** start of Passage **

I am very torn right now and wanted to get some opinions.  I have a few options.  I could go with a new A or C under 100k.  I really cant justify anything more than that.  But I would prefer to go with something MUCH cheaper, like a very high quality 15+ year old diesel pusher.  On something used I really don’t want to spend more 50-60k. 
I am open floor plan wise.  My current RV is tiny so practically everything is an upgrade.  I would like something a little bigger.  30+ ft.  But I don’t need anything massive.  I was looking at some 35-38 ft pushers and they seemed to be laid out pretty good.  We don’t spend a ton of time in the RV but it would be nice to beat the heat of the day sometimes.  This weekend we needed a break from walking around the festival but my RV is so small we just ended up sitting outside.  It was 95 degrees and felt like 110 so it would have been nice to catch a little AC mid day.
Option 1: Something new under 100k.  Can be a C, can be an A.

** end of Passage **
** start of Record set **

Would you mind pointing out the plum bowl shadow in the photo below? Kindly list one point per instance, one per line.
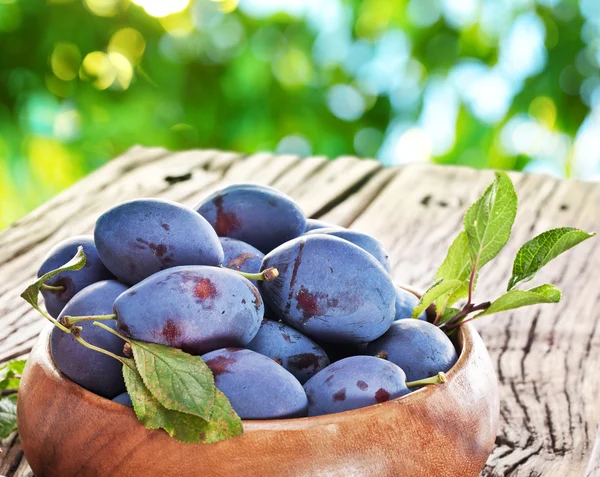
(446, 430)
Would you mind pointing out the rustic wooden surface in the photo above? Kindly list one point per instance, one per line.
(104, 439)
(547, 358)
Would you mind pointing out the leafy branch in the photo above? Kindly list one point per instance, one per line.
(487, 227)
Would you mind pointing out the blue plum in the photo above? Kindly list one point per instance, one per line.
(123, 399)
(241, 256)
(336, 352)
(258, 215)
(295, 352)
(421, 349)
(195, 308)
(330, 289)
(92, 370)
(406, 303)
(364, 241)
(352, 383)
(71, 281)
(314, 224)
(256, 386)
(138, 238)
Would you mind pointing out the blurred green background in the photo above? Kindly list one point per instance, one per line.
(512, 84)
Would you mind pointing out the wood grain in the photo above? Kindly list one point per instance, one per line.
(546, 357)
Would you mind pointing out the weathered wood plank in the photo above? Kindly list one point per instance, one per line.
(546, 357)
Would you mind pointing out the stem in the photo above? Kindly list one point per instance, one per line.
(455, 321)
(52, 288)
(75, 334)
(437, 317)
(69, 321)
(472, 282)
(266, 275)
(54, 321)
(440, 378)
(109, 329)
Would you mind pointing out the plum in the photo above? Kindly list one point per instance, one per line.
(364, 241)
(406, 303)
(94, 371)
(352, 383)
(295, 352)
(141, 237)
(256, 214)
(256, 386)
(330, 289)
(421, 349)
(70, 282)
(195, 308)
(314, 224)
(123, 399)
(241, 256)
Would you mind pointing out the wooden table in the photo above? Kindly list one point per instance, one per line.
(547, 357)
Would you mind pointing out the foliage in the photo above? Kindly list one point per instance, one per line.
(487, 86)
(487, 227)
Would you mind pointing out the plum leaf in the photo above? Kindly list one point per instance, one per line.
(488, 222)
(440, 288)
(456, 266)
(518, 298)
(448, 314)
(10, 374)
(30, 294)
(178, 380)
(540, 250)
(184, 427)
(8, 415)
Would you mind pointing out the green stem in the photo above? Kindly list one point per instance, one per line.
(266, 275)
(109, 329)
(95, 348)
(68, 320)
(54, 321)
(438, 379)
(52, 288)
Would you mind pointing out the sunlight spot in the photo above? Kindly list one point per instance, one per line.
(162, 8)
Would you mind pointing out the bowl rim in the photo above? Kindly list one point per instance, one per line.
(465, 341)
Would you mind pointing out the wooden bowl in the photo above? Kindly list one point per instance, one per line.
(444, 430)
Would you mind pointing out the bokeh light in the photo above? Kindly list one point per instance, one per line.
(162, 8)
(483, 83)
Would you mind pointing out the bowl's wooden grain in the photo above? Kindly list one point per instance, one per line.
(445, 430)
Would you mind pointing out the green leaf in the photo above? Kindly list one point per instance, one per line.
(518, 298)
(458, 263)
(30, 295)
(8, 371)
(8, 415)
(456, 266)
(179, 381)
(225, 423)
(488, 222)
(536, 253)
(448, 313)
(440, 288)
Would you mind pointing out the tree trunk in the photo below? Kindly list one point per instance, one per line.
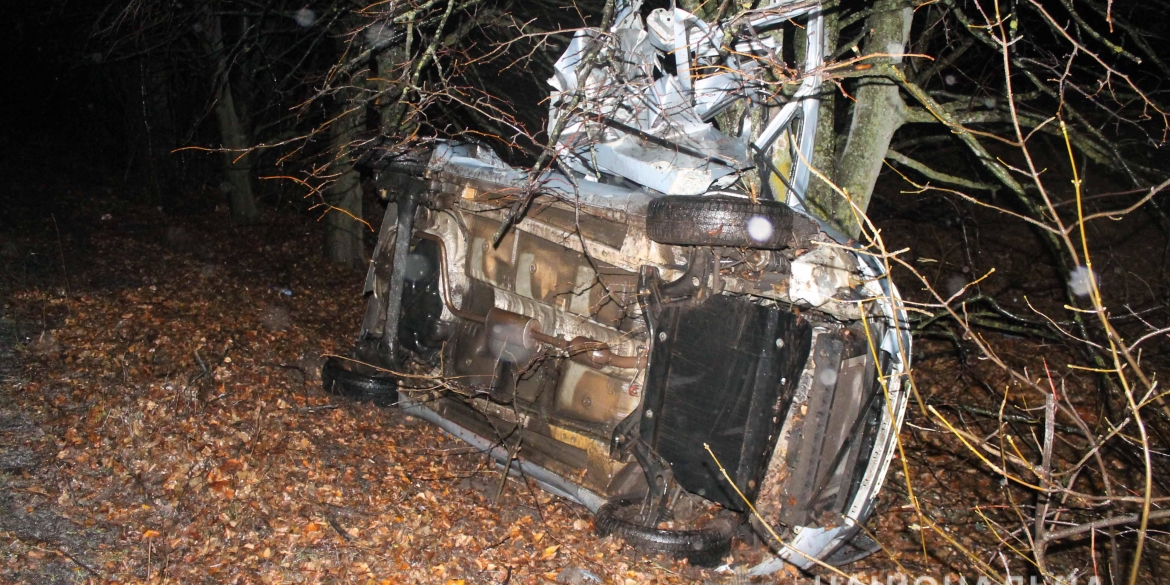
(878, 112)
(236, 165)
(343, 228)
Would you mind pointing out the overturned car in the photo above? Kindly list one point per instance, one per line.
(670, 338)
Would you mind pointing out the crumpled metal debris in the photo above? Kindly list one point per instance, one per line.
(653, 88)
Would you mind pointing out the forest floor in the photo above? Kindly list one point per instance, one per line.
(162, 420)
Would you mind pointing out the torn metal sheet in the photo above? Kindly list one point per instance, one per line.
(630, 114)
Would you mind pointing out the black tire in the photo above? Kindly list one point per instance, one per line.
(723, 221)
(701, 548)
(339, 380)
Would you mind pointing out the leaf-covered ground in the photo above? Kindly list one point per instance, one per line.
(162, 421)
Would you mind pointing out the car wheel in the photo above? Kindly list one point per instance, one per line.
(725, 221)
(339, 380)
(701, 548)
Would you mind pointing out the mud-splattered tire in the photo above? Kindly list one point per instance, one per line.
(725, 221)
(339, 380)
(701, 548)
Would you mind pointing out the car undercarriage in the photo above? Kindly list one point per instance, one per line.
(653, 335)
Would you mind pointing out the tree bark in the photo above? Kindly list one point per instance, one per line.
(878, 112)
(236, 139)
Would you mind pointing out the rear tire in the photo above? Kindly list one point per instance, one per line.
(339, 380)
(701, 548)
(727, 221)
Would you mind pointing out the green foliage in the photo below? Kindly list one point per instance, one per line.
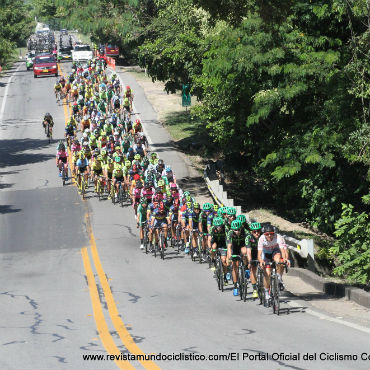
(15, 26)
(351, 247)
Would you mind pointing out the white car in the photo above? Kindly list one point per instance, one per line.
(81, 53)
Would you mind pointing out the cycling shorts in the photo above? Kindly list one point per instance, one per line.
(98, 172)
(160, 223)
(269, 257)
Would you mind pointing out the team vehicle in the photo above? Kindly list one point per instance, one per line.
(45, 64)
(81, 53)
(111, 51)
(29, 60)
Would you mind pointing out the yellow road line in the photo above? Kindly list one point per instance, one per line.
(101, 324)
(120, 327)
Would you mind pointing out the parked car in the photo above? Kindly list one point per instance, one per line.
(65, 53)
(29, 59)
(111, 50)
(81, 53)
(45, 64)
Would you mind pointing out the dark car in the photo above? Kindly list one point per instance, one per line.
(45, 64)
(111, 50)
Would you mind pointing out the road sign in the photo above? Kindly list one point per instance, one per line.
(186, 97)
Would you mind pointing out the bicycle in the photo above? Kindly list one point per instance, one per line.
(161, 243)
(146, 236)
(64, 175)
(260, 286)
(100, 186)
(220, 269)
(49, 131)
(179, 241)
(274, 287)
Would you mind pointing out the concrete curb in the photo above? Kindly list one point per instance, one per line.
(332, 288)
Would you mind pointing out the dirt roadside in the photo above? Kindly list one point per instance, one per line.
(164, 104)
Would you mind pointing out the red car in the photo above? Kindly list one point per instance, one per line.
(45, 65)
(111, 50)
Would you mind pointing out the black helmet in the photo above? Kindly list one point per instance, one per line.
(268, 229)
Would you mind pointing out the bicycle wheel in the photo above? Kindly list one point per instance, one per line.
(121, 196)
(276, 299)
(161, 245)
(241, 279)
(98, 189)
(261, 291)
(146, 239)
(200, 249)
(83, 187)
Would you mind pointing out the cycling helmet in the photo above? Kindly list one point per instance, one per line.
(242, 219)
(268, 229)
(255, 226)
(231, 211)
(207, 207)
(218, 221)
(236, 225)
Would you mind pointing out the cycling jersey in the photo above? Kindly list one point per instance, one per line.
(236, 241)
(269, 246)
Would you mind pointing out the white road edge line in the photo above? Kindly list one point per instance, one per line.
(322, 316)
(310, 312)
(6, 94)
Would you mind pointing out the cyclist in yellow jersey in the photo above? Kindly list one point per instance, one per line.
(117, 177)
(96, 167)
(108, 173)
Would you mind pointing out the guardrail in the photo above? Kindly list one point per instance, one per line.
(304, 248)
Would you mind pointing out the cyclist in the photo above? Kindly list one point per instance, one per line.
(108, 172)
(217, 243)
(173, 217)
(69, 133)
(48, 119)
(117, 176)
(236, 247)
(82, 166)
(271, 247)
(62, 159)
(205, 224)
(136, 194)
(141, 219)
(96, 165)
(159, 221)
(251, 243)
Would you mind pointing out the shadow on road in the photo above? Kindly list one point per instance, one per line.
(11, 152)
(7, 209)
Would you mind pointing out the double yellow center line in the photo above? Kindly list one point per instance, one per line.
(101, 324)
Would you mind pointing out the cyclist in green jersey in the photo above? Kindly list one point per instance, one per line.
(236, 240)
(251, 243)
(217, 240)
(141, 219)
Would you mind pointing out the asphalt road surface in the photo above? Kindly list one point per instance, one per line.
(74, 281)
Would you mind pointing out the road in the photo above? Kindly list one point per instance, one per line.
(74, 281)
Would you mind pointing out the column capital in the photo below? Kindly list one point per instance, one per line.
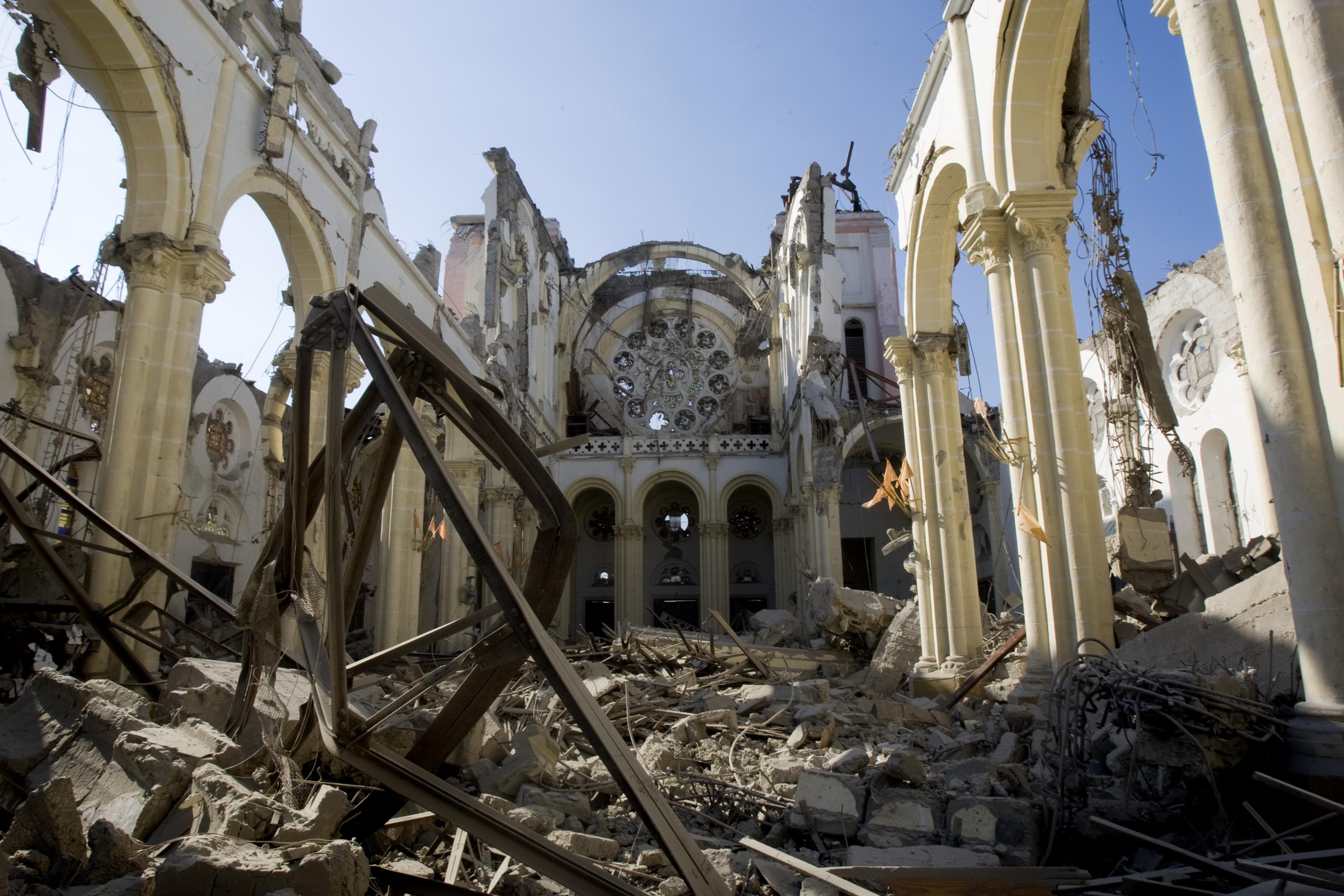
(202, 273)
(1041, 218)
(1167, 9)
(898, 353)
(987, 240)
(148, 260)
(935, 353)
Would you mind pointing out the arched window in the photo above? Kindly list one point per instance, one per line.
(857, 351)
(675, 573)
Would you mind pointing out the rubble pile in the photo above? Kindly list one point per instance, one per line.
(791, 763)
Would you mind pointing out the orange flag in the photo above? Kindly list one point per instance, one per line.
(886, 489)
(908, 477)
(1030, 524)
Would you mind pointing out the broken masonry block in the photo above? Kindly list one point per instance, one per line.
(218, 866)
(834, 802)
(588, 845)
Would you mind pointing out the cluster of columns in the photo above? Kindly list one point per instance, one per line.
(1065, 579)
(1269, 89)
(944, 555)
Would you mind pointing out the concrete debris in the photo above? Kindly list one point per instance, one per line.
(810, 755)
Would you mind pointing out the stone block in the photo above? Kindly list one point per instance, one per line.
(835, 802)
(568, 802)
(319, 820)
(920, 857)
(905, 715)
(1008, 827)
(220, 866)
(850, 762)
(205, 689)
(47, 823)
(542, 820)
(783, 767)
(588, 845)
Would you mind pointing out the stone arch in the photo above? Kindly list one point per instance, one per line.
(732, 267)
(131, 74)
(667, 476)
(935, 252)
(600, 484)
(297, 228)
(748, 480)
(1029, 96)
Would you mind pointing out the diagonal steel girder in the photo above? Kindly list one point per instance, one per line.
(336, 324)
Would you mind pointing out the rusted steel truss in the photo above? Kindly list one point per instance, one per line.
(422, 369)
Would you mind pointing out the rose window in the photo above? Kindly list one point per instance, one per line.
(745, 521)
(601, 524)
(1194, 363)
(220, 440)
(674, 521)
(663, 371)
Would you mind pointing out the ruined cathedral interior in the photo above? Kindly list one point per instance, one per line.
(675, 570)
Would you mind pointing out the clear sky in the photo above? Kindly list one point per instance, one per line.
(628, 121)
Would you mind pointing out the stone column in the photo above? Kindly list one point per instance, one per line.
(167, 285)
(1314, 46)
(921, 562)
(949, 512)
(400, 555)
(784, 577)
(1256, 495)
(457, 597)
(714, 569)
(629, 574)
(828, 530)
(1283, 378)
(988, 241)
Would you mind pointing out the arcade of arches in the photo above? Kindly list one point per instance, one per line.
(734, 413)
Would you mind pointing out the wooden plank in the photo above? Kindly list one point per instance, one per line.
(756, 661)
(811, 871)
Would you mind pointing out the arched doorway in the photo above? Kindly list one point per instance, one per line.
(593, 574)
(750, 554)
(672, 556)
(863, 531)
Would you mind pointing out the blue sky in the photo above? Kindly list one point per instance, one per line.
(628, 121)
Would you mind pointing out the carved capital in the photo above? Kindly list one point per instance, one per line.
(987, 240)
(898, 353)
(148, 260)
(1042, 236)
(202, 275)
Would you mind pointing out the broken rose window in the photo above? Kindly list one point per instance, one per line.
(220, 440)
(745, 521)
(663, 371)
(1194, 363)
(672, 523)
(601, 523)
(95, 388)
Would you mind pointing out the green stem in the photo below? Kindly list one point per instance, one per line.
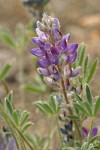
(69, 109)
(5, 86)
(60, 137)
(90, 131)
(10, 122)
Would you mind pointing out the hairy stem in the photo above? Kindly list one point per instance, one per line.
(60, 137)
(12, 125)
(69, 109)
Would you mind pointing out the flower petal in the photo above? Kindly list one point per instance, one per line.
(43, 62)
(57, 34)
(56, 23)
(44, 71)
(94, 131)
(67, 37)
(37, 52)
(75, 72)
(72, 57)
(71, 48)
(54, 50)
(84, 131)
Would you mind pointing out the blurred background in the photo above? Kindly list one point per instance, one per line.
(80, 18)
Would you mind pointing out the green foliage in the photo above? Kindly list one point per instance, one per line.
(92, 70)
(88, 107)
(50, 109)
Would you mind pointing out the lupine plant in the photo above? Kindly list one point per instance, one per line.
(63, 67)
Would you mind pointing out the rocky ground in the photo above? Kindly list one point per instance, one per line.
(80, 18)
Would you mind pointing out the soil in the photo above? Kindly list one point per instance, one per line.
(80, 18)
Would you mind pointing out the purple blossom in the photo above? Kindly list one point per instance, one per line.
(86, 132)
(53, 49)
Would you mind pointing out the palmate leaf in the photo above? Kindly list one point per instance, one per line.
(95, 138)
(49, 109)
(4, 71)
(92, 71)
(26, 126)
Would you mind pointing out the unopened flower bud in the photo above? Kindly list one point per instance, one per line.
(49, 81)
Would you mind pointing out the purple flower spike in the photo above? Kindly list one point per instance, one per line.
(44, 71)
(11, 144)
(85, 131)
(54, 51)
(56, 23)
(75, 72)
(72, 57)
(72, 48)
(43, 62)
(57, 34)
(67, 37)
(94, 131)
(37, 52)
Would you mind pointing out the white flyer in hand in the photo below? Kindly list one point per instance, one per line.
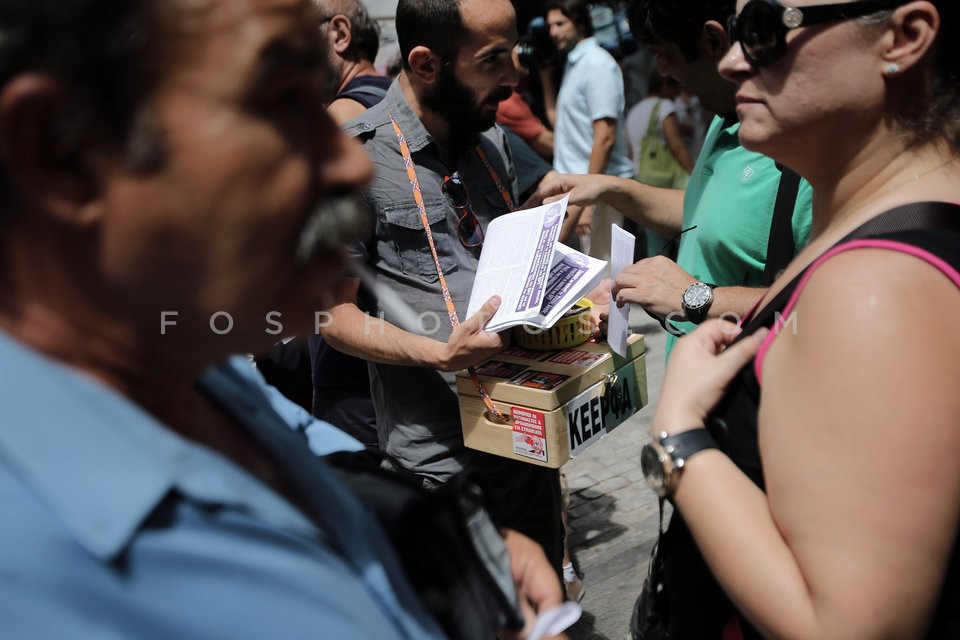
(618, 319)
(537, 278)
(515, 263)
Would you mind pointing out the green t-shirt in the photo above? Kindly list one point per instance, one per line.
(730, 199)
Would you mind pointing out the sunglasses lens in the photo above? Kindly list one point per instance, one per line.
(468, 228)
(454, 191)
(761, 33)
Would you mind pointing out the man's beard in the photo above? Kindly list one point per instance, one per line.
(455, 103)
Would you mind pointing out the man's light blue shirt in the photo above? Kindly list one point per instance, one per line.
(116, 527)
(592, 89)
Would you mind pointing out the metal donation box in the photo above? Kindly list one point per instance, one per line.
(558, 402)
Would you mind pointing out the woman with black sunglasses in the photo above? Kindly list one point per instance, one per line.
(814, 452)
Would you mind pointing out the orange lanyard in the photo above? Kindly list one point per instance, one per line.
(447, 299)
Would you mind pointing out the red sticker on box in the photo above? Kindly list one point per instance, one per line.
(529, 433)
(577, 357)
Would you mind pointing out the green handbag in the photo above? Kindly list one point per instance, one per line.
(656, 165)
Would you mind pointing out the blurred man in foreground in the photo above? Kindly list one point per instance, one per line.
(159, 163)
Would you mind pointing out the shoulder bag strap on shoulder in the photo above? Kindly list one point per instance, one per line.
(780, 245)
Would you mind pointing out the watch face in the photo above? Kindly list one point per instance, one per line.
(652, 465)
(697, 295)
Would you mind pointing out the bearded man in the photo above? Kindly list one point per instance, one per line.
(457, 68)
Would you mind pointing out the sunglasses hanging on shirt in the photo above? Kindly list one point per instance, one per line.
(468, 227)
(762, 25)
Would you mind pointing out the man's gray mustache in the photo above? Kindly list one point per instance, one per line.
(336, 220)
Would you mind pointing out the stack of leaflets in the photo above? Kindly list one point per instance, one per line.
(537, 278)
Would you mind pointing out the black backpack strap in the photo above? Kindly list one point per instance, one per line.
(940, 216)
(944, 216)
(780, 245)
(367, 90)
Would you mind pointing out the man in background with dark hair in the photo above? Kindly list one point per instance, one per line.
(587, 114)
(434, 194)
(727, 211)
(727, 207)
(341, 384)
(161, 165)
(353, 42)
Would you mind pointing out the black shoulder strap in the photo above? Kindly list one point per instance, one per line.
(369, 90)
(780, 245)
(916, 215)
(942, 216)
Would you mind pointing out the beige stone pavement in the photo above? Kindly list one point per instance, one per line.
(613, 515)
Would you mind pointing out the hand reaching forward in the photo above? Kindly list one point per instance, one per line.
(656, 284)
(537, 583)
(584, 190)
(469, 344)
(700, 368)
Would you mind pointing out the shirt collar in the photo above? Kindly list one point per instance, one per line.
(414, 132)
(581, 49)
(100, 462)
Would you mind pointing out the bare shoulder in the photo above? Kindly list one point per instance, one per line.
(878, 291)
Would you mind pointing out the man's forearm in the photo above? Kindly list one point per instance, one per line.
(355, 333)
(734, 303)
(657, 209)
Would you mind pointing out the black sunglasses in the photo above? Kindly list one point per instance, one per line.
(468, 228)
(761, 28)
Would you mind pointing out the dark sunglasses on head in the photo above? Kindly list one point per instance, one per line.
(468, 227)
(762, 25)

** end of Record set **

→ Exercise
Please write out the RV post word for word, from "I am open floor" up to and including "AC mid day.".

→ Response
I am open floor plan wise.  My current RV is tiny so practically everything is an upgrade.  I would like something a little bigger.  30+ ft.  But I don’t need anything massive.  I was looking at some 35-38 ft pushers and they seemed to be laid out pretty good.  We don’t spend a ton of time in the RV but it would be nice to beat the heat of the day sometimes.  This weekend we needed a break from walking around the festival but my RV is so small we just ended up sitting outside.  It was 95 degrees and felt like 110 so it would have been nice to catch a little AC mid day.